■ EXERCISE:
Return, unchanged, the lines of the listing below, beginning with the line that contains "Target: blue embroidered flower" and continuing through the line that contains "column 469, row 82", with both of those lines included.

■ DATA PROVIDED:
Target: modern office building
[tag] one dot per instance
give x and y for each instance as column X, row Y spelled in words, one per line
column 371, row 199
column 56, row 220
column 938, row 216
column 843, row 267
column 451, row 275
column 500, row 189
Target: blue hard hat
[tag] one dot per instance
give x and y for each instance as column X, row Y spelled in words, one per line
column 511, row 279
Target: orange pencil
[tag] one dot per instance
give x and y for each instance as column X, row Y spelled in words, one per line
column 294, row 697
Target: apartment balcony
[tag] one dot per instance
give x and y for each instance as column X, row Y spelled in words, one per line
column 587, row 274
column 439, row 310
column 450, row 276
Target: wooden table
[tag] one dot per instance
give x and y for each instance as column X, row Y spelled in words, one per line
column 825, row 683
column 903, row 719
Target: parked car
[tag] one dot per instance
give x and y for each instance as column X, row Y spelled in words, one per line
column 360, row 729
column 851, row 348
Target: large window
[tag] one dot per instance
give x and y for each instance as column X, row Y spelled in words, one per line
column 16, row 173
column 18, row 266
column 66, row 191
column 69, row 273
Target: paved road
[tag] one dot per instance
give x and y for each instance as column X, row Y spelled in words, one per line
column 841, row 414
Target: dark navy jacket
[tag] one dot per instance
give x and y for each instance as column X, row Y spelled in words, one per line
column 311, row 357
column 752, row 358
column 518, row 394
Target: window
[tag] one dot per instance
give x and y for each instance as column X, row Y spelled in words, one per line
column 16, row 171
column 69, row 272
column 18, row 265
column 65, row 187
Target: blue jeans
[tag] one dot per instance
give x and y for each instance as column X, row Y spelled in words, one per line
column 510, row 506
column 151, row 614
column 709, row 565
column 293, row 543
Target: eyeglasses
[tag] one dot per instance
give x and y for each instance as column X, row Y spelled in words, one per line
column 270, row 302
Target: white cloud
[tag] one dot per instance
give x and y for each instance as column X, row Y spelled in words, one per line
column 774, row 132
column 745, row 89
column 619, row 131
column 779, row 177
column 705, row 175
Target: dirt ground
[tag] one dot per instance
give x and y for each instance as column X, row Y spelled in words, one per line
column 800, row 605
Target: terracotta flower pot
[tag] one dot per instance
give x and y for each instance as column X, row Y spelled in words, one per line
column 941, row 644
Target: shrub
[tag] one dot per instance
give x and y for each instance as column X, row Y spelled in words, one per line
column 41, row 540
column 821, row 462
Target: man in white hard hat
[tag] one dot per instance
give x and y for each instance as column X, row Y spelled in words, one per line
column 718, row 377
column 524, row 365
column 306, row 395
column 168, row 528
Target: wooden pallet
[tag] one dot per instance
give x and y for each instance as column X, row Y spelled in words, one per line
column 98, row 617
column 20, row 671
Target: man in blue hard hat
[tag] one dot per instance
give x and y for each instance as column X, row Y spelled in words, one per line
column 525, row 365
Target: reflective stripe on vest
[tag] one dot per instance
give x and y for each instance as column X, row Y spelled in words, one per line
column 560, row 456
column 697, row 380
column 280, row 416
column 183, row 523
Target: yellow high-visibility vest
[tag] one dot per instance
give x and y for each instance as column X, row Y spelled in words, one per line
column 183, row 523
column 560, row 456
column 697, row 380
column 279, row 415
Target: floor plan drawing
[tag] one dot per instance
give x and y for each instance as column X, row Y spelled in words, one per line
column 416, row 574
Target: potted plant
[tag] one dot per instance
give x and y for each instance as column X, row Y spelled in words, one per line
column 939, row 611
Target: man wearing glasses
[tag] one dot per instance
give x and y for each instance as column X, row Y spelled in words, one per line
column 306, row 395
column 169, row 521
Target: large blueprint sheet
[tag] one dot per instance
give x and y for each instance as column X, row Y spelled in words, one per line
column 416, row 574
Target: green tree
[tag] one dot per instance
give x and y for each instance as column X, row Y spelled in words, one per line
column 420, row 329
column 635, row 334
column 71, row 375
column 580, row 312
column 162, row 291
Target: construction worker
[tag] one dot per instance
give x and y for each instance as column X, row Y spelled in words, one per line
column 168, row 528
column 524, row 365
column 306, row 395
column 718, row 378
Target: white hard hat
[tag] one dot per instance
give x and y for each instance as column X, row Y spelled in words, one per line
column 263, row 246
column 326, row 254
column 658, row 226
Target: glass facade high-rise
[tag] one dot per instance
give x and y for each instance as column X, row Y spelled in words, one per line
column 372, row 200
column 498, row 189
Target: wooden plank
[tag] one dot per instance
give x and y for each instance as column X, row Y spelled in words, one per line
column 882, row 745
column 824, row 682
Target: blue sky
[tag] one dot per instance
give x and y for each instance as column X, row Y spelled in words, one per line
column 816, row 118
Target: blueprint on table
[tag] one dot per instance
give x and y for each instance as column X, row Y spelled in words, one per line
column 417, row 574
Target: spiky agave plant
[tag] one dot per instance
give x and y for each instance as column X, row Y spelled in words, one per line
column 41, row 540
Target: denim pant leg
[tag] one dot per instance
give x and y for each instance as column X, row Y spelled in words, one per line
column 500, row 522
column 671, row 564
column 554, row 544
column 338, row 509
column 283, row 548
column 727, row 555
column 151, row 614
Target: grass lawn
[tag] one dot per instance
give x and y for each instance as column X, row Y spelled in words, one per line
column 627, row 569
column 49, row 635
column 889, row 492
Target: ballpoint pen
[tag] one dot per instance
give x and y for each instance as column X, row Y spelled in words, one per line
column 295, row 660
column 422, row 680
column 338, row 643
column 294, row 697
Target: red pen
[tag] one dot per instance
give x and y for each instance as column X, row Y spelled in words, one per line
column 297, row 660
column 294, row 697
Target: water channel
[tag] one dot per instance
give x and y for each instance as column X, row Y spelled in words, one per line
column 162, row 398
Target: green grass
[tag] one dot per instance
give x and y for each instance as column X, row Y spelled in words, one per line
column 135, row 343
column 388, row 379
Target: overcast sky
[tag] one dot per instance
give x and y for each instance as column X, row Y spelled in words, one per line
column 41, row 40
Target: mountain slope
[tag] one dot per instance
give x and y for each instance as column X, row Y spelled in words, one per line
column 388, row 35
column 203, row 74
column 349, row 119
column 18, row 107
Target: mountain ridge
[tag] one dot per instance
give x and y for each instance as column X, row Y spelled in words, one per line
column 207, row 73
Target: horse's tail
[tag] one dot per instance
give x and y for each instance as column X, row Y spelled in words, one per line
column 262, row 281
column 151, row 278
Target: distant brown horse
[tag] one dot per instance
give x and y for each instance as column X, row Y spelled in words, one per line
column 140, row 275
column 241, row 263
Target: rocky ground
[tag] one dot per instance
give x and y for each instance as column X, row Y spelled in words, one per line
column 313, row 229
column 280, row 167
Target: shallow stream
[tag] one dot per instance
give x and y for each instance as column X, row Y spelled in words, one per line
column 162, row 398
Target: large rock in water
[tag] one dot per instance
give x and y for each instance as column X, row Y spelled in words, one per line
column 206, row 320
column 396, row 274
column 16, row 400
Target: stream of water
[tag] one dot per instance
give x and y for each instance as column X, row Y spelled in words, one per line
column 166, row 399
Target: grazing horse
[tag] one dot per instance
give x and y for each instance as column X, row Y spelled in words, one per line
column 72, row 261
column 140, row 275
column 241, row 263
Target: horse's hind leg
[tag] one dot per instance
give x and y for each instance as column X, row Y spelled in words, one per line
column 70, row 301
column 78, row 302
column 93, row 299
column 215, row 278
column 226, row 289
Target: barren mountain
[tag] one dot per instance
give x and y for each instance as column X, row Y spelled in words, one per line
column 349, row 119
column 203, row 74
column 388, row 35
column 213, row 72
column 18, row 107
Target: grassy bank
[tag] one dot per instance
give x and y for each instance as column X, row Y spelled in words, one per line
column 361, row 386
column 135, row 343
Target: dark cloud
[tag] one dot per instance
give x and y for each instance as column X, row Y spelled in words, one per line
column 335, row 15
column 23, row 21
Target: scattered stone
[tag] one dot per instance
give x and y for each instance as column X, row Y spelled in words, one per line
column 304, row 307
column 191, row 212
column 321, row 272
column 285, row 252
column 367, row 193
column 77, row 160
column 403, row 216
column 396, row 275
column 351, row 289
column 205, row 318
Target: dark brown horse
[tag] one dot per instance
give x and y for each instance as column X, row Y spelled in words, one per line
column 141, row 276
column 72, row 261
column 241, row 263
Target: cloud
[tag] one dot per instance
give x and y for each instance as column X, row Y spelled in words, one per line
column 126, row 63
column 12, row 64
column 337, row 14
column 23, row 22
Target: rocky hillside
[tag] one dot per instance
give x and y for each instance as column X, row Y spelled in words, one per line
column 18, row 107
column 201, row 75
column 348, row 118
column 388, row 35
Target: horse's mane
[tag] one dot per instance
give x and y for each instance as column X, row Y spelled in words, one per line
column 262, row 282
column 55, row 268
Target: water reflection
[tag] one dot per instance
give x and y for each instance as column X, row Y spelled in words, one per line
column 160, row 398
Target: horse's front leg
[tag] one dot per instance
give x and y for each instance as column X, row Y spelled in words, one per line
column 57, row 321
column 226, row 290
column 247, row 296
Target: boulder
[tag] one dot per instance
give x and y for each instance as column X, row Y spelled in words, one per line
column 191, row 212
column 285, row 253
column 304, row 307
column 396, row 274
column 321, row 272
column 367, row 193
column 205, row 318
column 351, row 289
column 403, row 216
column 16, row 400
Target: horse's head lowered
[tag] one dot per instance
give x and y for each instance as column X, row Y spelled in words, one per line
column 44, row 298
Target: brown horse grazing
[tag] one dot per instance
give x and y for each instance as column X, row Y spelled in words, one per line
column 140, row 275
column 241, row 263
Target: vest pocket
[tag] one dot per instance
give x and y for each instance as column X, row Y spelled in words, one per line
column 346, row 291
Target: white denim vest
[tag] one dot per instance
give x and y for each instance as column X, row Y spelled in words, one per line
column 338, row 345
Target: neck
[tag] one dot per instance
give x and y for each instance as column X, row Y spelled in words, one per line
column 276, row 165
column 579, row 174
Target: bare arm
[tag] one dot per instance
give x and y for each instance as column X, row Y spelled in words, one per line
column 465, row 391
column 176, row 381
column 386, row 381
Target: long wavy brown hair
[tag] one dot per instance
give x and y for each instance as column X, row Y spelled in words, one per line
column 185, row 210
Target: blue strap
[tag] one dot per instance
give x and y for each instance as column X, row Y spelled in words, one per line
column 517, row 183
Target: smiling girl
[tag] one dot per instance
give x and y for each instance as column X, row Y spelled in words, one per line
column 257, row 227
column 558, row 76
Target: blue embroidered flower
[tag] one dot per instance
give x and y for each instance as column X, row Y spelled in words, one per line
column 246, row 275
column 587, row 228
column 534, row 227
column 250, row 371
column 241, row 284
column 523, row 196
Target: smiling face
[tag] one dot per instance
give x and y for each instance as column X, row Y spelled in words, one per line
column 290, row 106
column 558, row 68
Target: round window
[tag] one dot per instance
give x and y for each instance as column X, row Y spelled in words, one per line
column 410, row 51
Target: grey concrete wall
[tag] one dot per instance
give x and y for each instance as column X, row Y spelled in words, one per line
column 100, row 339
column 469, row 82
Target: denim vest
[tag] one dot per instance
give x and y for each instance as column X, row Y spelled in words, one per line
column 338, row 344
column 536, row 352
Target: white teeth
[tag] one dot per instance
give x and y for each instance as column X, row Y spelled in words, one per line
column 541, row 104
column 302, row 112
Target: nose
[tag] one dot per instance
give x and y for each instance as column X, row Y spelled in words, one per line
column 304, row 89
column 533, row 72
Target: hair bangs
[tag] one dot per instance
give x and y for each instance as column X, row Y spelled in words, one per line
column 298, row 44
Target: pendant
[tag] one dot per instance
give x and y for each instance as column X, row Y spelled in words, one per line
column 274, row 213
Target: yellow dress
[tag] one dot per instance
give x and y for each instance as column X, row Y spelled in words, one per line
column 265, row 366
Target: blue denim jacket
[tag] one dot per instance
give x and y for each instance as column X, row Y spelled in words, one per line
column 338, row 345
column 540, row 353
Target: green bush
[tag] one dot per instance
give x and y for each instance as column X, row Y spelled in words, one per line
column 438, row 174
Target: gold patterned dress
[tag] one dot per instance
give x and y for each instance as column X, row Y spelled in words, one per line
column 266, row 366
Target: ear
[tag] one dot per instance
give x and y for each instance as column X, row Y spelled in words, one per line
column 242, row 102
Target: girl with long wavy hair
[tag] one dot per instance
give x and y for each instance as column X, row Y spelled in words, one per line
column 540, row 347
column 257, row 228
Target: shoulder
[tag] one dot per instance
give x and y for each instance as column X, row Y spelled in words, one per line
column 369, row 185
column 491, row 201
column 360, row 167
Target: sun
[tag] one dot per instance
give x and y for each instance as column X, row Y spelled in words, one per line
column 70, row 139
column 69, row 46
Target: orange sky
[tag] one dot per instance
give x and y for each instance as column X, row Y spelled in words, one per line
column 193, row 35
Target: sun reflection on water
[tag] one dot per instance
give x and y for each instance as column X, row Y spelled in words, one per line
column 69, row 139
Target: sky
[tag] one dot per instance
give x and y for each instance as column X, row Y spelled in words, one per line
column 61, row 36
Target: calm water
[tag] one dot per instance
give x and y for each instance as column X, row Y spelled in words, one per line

■ SOLUTION TO THE PROBLEM:
Target: blue embroidered flower
[tag] one dot per instance
give x and y for each instance as column X, row Y spelled in words, one per line
column 246, row 275
column 587, row 228
column 534, row 227
column 250, row 371
column 241, row 284
column 523, row 196
Target: smiling face
[tag] one dot per instance
give x and y for each instance as column X, row Y spelled in words, one per line
column 290, row 106
column 558, row 68
Target: round window
[tag] one dot per instance
give x and y for each instance as column X, row Y spelled in words, one per line
column 410, row 51
Target: grey concrete wall
[tag] one dot per instance
give x and y for each instance as column X, row Y spelled in words, one per line
column 100, row 339
column 469, row 82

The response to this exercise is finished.